** About this task **
With the line containing "Return the outline of every instance of the smiling" as the final line, restate exactly every line of the data below from the first one onward, and copy no pictures.

Top of Supplied records

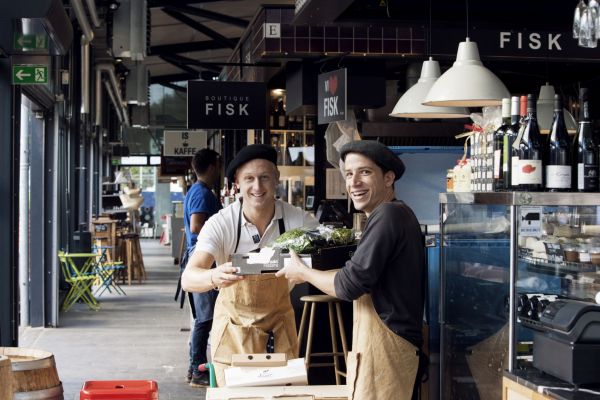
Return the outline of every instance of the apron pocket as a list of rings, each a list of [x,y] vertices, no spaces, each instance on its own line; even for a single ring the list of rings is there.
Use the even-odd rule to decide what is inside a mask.
[[[346,385],[348,386],[348,399],[354,399],[354,391],[356,389],[356,380],[358,378],[358,368],[360,365],[360,353],[353,351],[348,353]]]
[[[231,364],[232,354],[265,353],[268,334],[253,326],[226,323],[221,338],[214,350],[214,361]],[[277,340],[277,339],[276,339]]]

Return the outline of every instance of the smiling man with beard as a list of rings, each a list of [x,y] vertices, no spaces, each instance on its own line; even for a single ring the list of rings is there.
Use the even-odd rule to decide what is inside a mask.
[[[265,247],[287,230],[318,225],[307,212],[275,199],[276,162],[275,149],[263,144],[244,147],[231,161],[227,177],[242,198],[204,224],[182,275],[188,292],[219,289],[210,335],[218,386],[225,385],[223,370],[232,354],[271,350],[298,357],[287,280],[274,274],[241,277],[230,262],[232,254]],[[211,268],[213,262],[217,268]]]
[[[368,218],[356,252],[333,271],[310,269],[292,254],[277,276],[354,301],[350,399],[409,400],[426,364],[420,362],[426,266],[417,218],[395,199],[404,164],[374,141],[347,143],[340,155],[348,195]]]

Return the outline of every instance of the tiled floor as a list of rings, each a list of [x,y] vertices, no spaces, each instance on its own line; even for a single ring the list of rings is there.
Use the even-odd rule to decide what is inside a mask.
[[[59,328],[21,332],[21,347],[54,353],[66,400],[79,399],[87,380],[117,379],[156,380],[161,400],[204,398],[184,379],[189,310],[173,300],[179,267],[158,240],[142,241],[142,253],[148,280],[124,285],[127,296],[104,294],[99,311],[75,304]]]

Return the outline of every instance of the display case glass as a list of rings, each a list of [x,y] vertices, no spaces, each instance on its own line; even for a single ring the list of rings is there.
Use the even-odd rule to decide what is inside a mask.
[[[504,370],[532,366],[544,309],[595,303],[599,206],[598,194],[440,195],[441,398],[501,399]]]

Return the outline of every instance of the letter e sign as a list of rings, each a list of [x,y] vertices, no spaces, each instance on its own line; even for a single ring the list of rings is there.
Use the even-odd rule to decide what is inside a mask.
[[[281,24],[266,23],[264,28],[265,28],[265,37],[266,38],[280,38],[281,37]]]

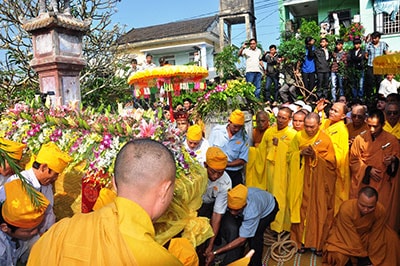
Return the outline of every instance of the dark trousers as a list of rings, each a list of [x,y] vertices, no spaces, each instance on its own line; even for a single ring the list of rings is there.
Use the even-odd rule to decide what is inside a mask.
[[[327,98],[329,91],[329,76],[330,72],[318,72],[318,86],[317,86],[317,96],[319,99]]]
[[[301,76],[303,77],[304,87],[311,92],[315,87],[315,73],[303,72]]]
[[[232,181],[232,188],[236,187],[239,184],[243,184],[243,175],[242,169],[240,170],[225,170],[225,172],[229,175]]]
[[[378,92],[382,80],[382,75],[374,75],[374,68],[367,66],[364,80],[364,95],[366,99],[375,95],[374,87],[376,92]]]
[[[279,211],[278,202],[275,199],[275,208],[267,216],[260,219],[256,233],[253,237],[247,241],[249,248],[254,249],[255,253],[250,260],[251,266],[262,266],[262,255],[264,249],[264,232],[265,229],[275,220],[275,216]],[[220,234],[227,243],[235,240],[239,237],[239,228],[242,225],[243,219],[240,216],[233,216],[227,211],[222,217]],[[244,247],[237,247],[233,250],[226,252],[222,265],[229,264],[237,259],[240,259],[244,255]]]

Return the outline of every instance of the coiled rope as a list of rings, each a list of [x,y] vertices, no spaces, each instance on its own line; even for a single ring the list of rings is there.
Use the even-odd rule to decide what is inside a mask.
[[[277,234],[267,229],[264,233],[264,245],[270,246],[267,255],[279,264],[293,258],[297,252],[297,244],[290,239],[290,233],[283,231]],[[269,253],[269,254],[268,254]]]

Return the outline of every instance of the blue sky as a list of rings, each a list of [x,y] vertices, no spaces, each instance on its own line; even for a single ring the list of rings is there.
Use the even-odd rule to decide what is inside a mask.
[[[254,0],[257,39],[264,49],[279,44],[278,0]],[[122,0],[117,5],[113,22],[132,28],[216,15],[219,0]],[[232,42],[240,45],[246,39],[244,24],[232,27]]]

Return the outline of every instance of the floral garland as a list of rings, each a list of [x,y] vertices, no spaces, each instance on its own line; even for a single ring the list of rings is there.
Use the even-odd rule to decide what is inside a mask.
[[[363,39],[365,28],[360,23],[352,23],[346,28],[343,39],[346,41],[354,41],[355,39]]]
[[[48,109],[37,103],[19,103],[2,115],[0,136],[26,143],[32,154],[37,154],[42,144],[53,141],[73,158],[66,171],[84,162],[81,171],[85,179],[110,186],[119,149],[135,138],[161,141],[174,152],[179,171],[188,172],[188,164],[182,160],[179,131],[159,117],[152,110],[121,110],[119,115],[101,114],[90,108]]]

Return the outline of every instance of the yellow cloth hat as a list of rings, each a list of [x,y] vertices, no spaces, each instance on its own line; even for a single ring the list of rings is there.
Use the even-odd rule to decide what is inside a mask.
[[[35,207],[20,179],[5,183],[4,190],[6,192],[6,200],[2,207],[4,221],[19,228],[35,228],[43,221],[50,202],[42,193],[37,192],[42,205]]]
[[[233,111],[231,113],[231,116],[229,117],[229,121],[232,122],[232,124],[235,125],[244,125],[244,113],[238,109]]]
[[[247,187],[242,184],[237,185],[228,191],[228,208],[232,210],[239,210],[246,205],[247,201]]]
[[[36,162],[47,164],[56,173],[62,173],[72,158],[62,152],[54,142],[43,144],[36,157]]]
[[[212,169],[224,170],[228,164],[228,157],[219,147],[210,147],[206,152],[206,163]]]
[[[188,140],[200,141],[203,138],[203,131],[199,125],[193,125],[188,128],[186,133]]]
[[[25,149],[25,147],[26,144],[0,138],[0,148],[6,151],[8,156],[15,160],[21,160],[22,151]]]
[[[196,249],[186,238],[172,238],[168,246],[168,251],[177,257],[184,266],[199,265],[199,257],[197,256]]]

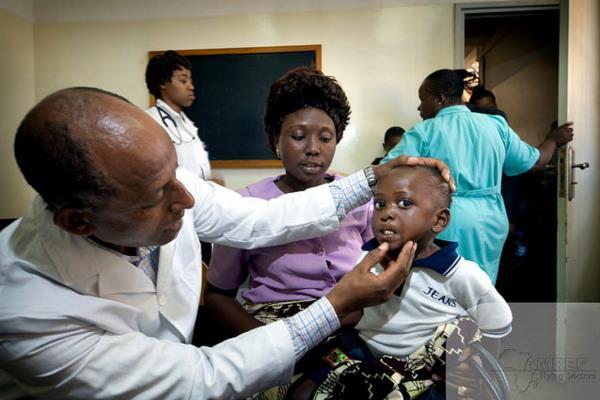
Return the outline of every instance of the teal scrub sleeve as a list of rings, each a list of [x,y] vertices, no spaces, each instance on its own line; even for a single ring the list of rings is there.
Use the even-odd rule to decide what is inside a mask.
[[[503,141],[506,158],[502,170],[508,176],[529,171],[540,158],[540,151],[522,141],[508,125],[506,125]]]

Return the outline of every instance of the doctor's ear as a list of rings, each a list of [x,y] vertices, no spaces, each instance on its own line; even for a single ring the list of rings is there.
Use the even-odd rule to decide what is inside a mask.
[[[94,231],[91,221],[92,216],[86,210],[62,208],[54,213],[54,224],[74,235],[91,235]]]

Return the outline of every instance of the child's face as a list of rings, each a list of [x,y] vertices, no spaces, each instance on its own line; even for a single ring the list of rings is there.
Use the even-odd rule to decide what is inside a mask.
[[[374,195],[373,233],[379,243],[399,250],[408,240],[424,250],[449,222],[450,211],[441,207],[427,171],[395,168],[377,183]]]

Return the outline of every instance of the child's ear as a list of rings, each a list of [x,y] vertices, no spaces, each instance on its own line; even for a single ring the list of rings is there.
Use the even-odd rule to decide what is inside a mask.
[[[434,218],[431,230],[437,234],[446,229],[450,223],[450,210],[448,208],[439,209]]]

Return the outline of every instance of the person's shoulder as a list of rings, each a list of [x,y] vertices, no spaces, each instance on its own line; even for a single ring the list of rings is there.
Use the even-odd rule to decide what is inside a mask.
[[[475,107],[475,106],[469,106],[469,110],[471,111],[471,113],[470,113],[471,118],[473,118],[477,121],[482,121],[482,122],[487,122],[487,123],[492,122],[492,123],[500,125],[500,126],[508,125],[508,123],[506,121],[506,114],[502,110],[498,110],[495,108]]]
[[[156,108],[156,106],[152,106],[146,109],[146,113],[154,116],[158,116],[158,109]]]
[[[478,291],[487,291],[493,286],[490,277],[479,264],[461,256],[460,261],[451,276],[454,285],[461,287],[474,287]]]
[[[446,122],[443,117],[428,118],[423,121],[417,122],[410,128],[404,135],[412,134],[419,135],[421,137],[428,137],[434,133],[444,129]],[[402,141],[400,142],[402,144]]]

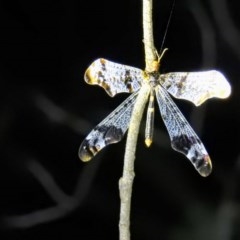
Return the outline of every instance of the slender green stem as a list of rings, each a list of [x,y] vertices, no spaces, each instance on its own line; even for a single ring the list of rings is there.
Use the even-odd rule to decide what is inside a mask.
[[[143,0],[143,35],[145,48],[145,70],[151,72],[152,64],[156,60],[155,47],[152,33],[152,0]],[[127,135],[127,143],[124,156],[123,176],[119,180],[120,191],[120,221],[119,221],[119,239],[130,240],[130,210],[132,185],[135,176],[134,161],[137,146],[137,138],[142,114],[150,93],[149,84],[143,85],[139,90],[136,103],[133,108],[130,125]]]

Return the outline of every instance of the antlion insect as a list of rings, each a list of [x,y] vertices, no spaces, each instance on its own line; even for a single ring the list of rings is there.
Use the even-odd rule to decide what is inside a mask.
[[[159,73],[160,60],[153,62],[153,71],[114,63],[106,59],[95,60],[85,72],[88,84],[101,86],[109,96],[132,93],[122,104],[100,122],[85,138],[79,148],[82,161],[91,160],[109,144],[119,142],[126,133],[138,91],[148,87],[149,104],[145,129],[145,143],[149,147],[153,140],[154,99],[156,97],[164,124],[168,130],[172,148],[183,153],[202,176],[212,170],[210,157],[192,127],[173,102],[185,99],[196,106],[209,98],[227,98],[231,87],[219,71]]]

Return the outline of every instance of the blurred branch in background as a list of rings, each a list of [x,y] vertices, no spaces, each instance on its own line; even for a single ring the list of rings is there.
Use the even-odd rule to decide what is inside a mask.
[[[240,32],[232,20],[227,1],[210,0],[210,5],[220,34],[240,60]]]
[[[70,114],[43,94],[38,94],[34,101],[37,108],[40,109],[50,121],[65,125],[76,133],[85,135],[87,129],[91,129],[92,127],[88,121]]]
[[[186,5],[192,13],[200,31],[202,44],[202,67],[211,67],[216,65],[216,34],[211,20],[206,10],[199,0],[190,1]]]
[[[183,223],[175,229],[171,239],[238,239],[234,234],[239,227],[240,214],[240,204],[236,200],[239,188],[239,165],[240,155],[236,160],[235,172],[229,172],[224,179],[218,179],[221,193],[217,203],[209,205],[207,201],[198,198],[189,202],[184,212]]]
[[[81,206],[87,197],[99,163],[100,161],[95,161],[95,163],[84,167],[82,173],[79,174],[74,193],[69,196],[62,191],[51,174],[38,161],[29,160],[27,169],[43,186],[49,197],[56,203],[56,206],[20,216],[7,216],[2,219],[3,223],[7,228],[30,228],[41,223],[57,220],[71,213]]]
[[[188,0],[188,4],[186,5],[190,12],[192,13],[200,31],[201,35],[201,44],[202,44],[202,67],[215,67],[216,65],[216,34],[214,27],[211,24],[211,20],[209,19],[204,7],[202,6],[201,1],[196,0],[194,3]],[[192,108],[191,113],[191,121],[194,125],[194,128],[201,136],[203,127],[204,127],[204,119],[206,116],[207,103],[202,105],[200,108]]]
[[[239,226],[240,204],[237,201],[240,174],[240,155],[236,159],[235,168],[228,173],[224,179],[218,179],[222,182],[222,199],[215,218],[215,239],[229,240],[234,239],[234,232]]]
[[[35,98],[35,104],[50,121],[66,125],[74,132],[85,134],[85,130],[91,127],[87,121],[71,115],[55,105],[44,95],[37,95]],[[94,161],[93,163],[86,165],[83,171],[79,174],[74,193],[72,195],[67,195],[40,162],[34,159],[29,160],[27,163],[27,169],[43,186],[56,205],[20,216],[7,216],[3,218],[5,226],[8,228],[29,228],[41,223],[62,218],[71,213],[74,209],[78,208],[86,198],[99,164],[100,161]]]

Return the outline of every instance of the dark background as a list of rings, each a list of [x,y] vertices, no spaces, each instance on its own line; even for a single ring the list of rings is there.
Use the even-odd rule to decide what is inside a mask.
[[[171,3],[154,1],[158,49]],[[156,109],[154,143],[145,148],[141,135],[137,148],[133,240],[240,239],[238,5],[175,5],[161,71],[218,69],[232,95],[199,108],[175,101],[209,151],[208,178],[171,149]],[[99,57],[144,68],[141,23],[140,0],[0,2],[1,239],[118,239],[126,139],[89,163],[77,152],[92,127],[127,95],[111,99],[83,75]]]

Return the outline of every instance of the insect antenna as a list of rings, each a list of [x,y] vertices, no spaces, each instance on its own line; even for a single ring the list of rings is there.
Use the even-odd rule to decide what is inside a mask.
[[[162,40],[162,45],[161,45],[161,48],[160,48],[160,53],[162,53],[162,50],[163,50],[163,45],[164,45],[164,42],[166,40],[166,36],[167,36],[167,31],[168,31],[168,28],[169,28],[169,25],[170,25],[170,21],[171,21],[171,18],[172,18],[172,14],[173,14],[173,9],[175,7],[175,2],[176,0],[173,0],[172,2],[172,7],[171,7],[171,11],[170,11],[170,15],[168,17],[168,22],[167,22],[167,26],[166,26],[166,29],[165,29],[165,33],[164,33],[164,36],[163,36],[163,40]]]

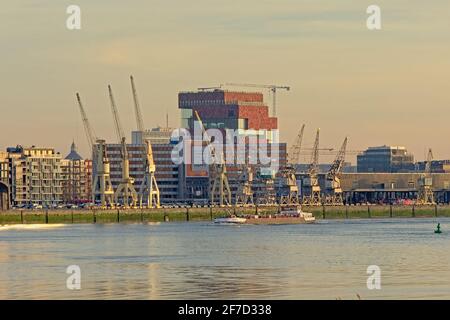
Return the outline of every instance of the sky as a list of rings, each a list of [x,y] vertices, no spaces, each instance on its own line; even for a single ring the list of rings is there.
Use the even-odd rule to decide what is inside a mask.
[[[66,8],[81,8],[68,30]],[[369,5],[382,29],[366,27]],[[450,158],[448,0],[15,0],[0,10],[0,150],[17,144],[82,155],[80,92],[96,135],[136,128],[133,74],[146,127],[179,125],[177,94],[226,82],[291,87],[277,96],[281,140],[404,145]],[[267,102],[271,98],[263,91]],[[306,159],[305,159],[306,160]],[[322,162],[330,160],[323,158]],[[353,160],[349,157],[349,160]]]

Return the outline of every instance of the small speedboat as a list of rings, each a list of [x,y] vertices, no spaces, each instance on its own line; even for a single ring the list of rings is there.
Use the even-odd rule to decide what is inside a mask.
[[[214,219],[214,223],[225,223],[225,224],[244,224],[246,221],[247,221],[246,218],[239,218],[236,216]]]

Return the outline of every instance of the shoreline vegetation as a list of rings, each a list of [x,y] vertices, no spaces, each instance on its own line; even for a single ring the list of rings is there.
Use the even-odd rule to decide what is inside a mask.
[[[380,218],[433,218],[450,217],[450,205],[401,206],[303,206],[317,220],[324,219],[380,219]],[[126,223],[126,222],[187,222],[211,221],[227,214],[269,215],[279,212],[272,207],[207,207],[207,208],[158,208],[158,209],[109,209],[109,210],[8,210],[0,211],[0,225],[51,224],[51,223]]]

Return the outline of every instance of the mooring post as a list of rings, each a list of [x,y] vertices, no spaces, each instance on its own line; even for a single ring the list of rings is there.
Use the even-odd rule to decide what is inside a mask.
[[[322,204],[322,218],[325,219],[325,205]]]
[[[95,223],[97,223],[97,215],[95,214],[95,210],[92,210],[92,221]]]
[[[209,206],[209,215],[211,216],[211,221],[213,220],[212,206]]]
[[[120,209],[117,209],[117,223],[120,222]]]
[[[412,211],[411,211],[411,217],[415,217],[416,216],[416,205],[415,204],[413,204],[413,206],[412,206]]]
[[[367,216],[370,218],[372,218],[372,215],[370,214],[370,205],[367,205]]]
[[[434,205],[434,216],[435,216],[435,217],[438,216],[438,206],[437,206],[437,203]]]
[[[345,218],[348,219],[348,205],[345,205]]]
[[[48,210],[45,210],[45,224],[48,224]]]
[[[258,215],[258,204],[255,204],[255,215]]]
[[[144,222],[144,210],[141,208],[141,223]]]
[[[70,210],[70,220],[72,221],[73,224],[73,210]]]
[[[186,208],[186,221],[189,221],[189,208]]]
[[[23,211],[20,210],[20,223],[23,224]]]
[[[389,217],[392,218],[392,204],[389,205]]]

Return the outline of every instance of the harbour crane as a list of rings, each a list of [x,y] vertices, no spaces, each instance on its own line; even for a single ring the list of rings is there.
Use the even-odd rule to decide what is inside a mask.
[[[198,114],[197,110],[194,110],[195,118],[200,123],[203,137],[207,141],[207,148],[209,149],[211,157],[210,166],[210,200],[211,205],[216,201],[216,197],[219,199],[219,206],[229,206],[231,205],[231,189],[228,183],[227,168],[225,165],[224,154],[221,152],[220,156],[217,157],[216,149],[211,142],[208,133],[206,132],[205,126],[203,125],[202,119]]]
[[[347,149],[347,137],[345,137],[342,143],[341,149],[339,149],[336,159],[334,159],[328,170],[325,178],[325,188],[327,191],[327,196],[325,198],[325,203],[327,205],[343,205],[344,198],[342,195],[340,174],[345,162],[345,150]]]
[[[303,203],[306,205],[318,206],[321,204],[320,185],[318,179],[318,163],[319,163],[319,133],[317,129],[316,139],[314,141],[311,162],[308,167],[307,176],[304,179],[304,185],[308,190],[307,195],[303,197]]]
[[[136,125],[139,132],[143,133],[144,128],[144,119],[142,117],[141,107],[139,106],[139,100],[137,97],[136,86],[134,85],[134,78],[130,76],[131,81],[131,91],[133,93],[133,101],[134,101],[134,114],[136,116]]]
[[[295,169],[284,168],[281,170],[281,206],[299,205],[299,188]]]
[[[304,150],[308,150],[309,152],[306,152]],[[313,151],[313,148],[303,148],[300,155],[302,156],[311,156],[311,151]],[[357,156],[361,153],[363,153],[363,150],[346,150],[345,155],[346,156]],[[320,156],[334,156],[339,153],[339,150],[335,150],[334,148],[319,148],[319,155]]]
[[[258,181],[263,185],[256,195],[256,204],[259,206],[273,206],[277,204],[277,193],[275,190],[275,181],[273,174],[257,173]]]
[[[97,139],[93,148],[93,155],[95,156],[95,171],[93,172],[92,183],[92,199],[100,201],[102,208],[107,206],[114,206],[114,190],[111,183],[110,164],[106,155],[106,142],[102,139]]]
[[[77,93],[76,96],[88,144],[92,151],[92,159],[95,161],[92,179],[92,200],[100,201],[100,205],[104,208],[108,205],[113,206],[114,191],[110,177],[110,164],[106,156],[105,140],[96,138],[81,102],[80,94]]]
[[[252,168],[248,165],[246,158],[246,163],[240,166],[240,174],[238,177],[238,188],[236,191],[236,206],[253,206],[253,172]]]
[[[431,176],[431,162],[433,161],[433,151],[428,150],[425,170],[419,178],[419,190],[417,194],[416,204],[433,205],[436,204],[433,193],[433,178]]]
[[[270,92],[272,92],[272,116],[275,117],[277,115],[277,90],[291,90],[291,87],[288,86],[279,86],[279,85],[267,85],[267,84],[249,84],[249,83],[225,83],[224,85],[220,85],[220,87],[223,86],[232,86],[232,87],[249,87],[249,88],[262,88],[262,89],[269,89]]]
[[[119,203],[119,199],[122,199],[122,204],[125,208],[136,207],[137,192],[133,185],[134,179],[130,177],[130,161],[128,156],[126,138],[120,123],[119,113],[117,111],[116,103],[114,101],[114,96],[110,85],[108,85],[108,90],[109,90],[109,99],[111,101],[111,110],[113,113],[114,124],[116,128],[116,134],[117,138],[119,139],[119,143],[121,145],[120,153],[122,157],[122,180],[114,194],[114,200],[117,204]]]
[[[144,139],[144,146],[145,146],[144,152],[142,153],[144,177],[139,187],[139,206],[141,208],[143,205],[145,205],[146,207],[159,208],[160,193],[155,178],[156,166],[153,158],[153,149],[148,139],[144,138],[144,130],[145,130],[144,120],[142,117],[142,112],[139,105],[139,100],[137,97],[137,91],[136,86],[134,84],[133,76],[130,76],[130,81],[131,81],[131,90],[133,92],[134,111],[136,115],[137,129],[140,132],[142,139]]]
[[[81,119],[83,120],[83,126],[84,126],[84,131],[86,133],[86,138],[88,140],[89,148],[92,151],[92,147],[94,146],[97,138],[95,137],[94,130],[92,129],[91,124],[89,123],[88,117],[86,115],[86,111],[84,110],[83,104],[81,103],[80,94],[77,92],[76,96],[77,96],[78,106],[80,108]]]
[[[302,125],[294,144],[288,153],[288,163],[281,170],[281,196],[280,205],[298,205],[299,204],[299,187],[297,184],[297,164],[299,162],[300,150],[303,141],[303,132],[305,125]]]
[[[291,149],[289,150],[288,154],[288,164],[290,165],[296,165],[300,161],[300,151],[302,148],[302,141],[303,141],[303,132],[305,131],[305,125],[302,125],[300,131],[298,132],[298,135],[295,139],[294,144],[292,145]]]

Bottom of Supplied records

** Solution for this problem **
Return the outline of every instance of the apron pocket as a list of rings, each a list of [x,y] vertices, no spaces, each instance on its own line; even for a single ring the list of rings is there.
Use the even-odd rule to decide what is inside a mask.
[[[346,385],[348,386],[348,399],[354,399],[354,391],[356,389],[356,380],[358,378],[358,368],[360,365],[360,353],[353,351],[348,353]]]
[[[231,364],[232,354],[265,353],[268,334],[253,326],[226,323],[221,338],[214,350],[214,361]],[[277,340],[277,339],[276,339]]]

Return the outline of every instance of the smiling man with beard as a list of rings, each a list of [x,y] vertices, no spaces, each instance on its own line; even for a single ring the list of rings is there.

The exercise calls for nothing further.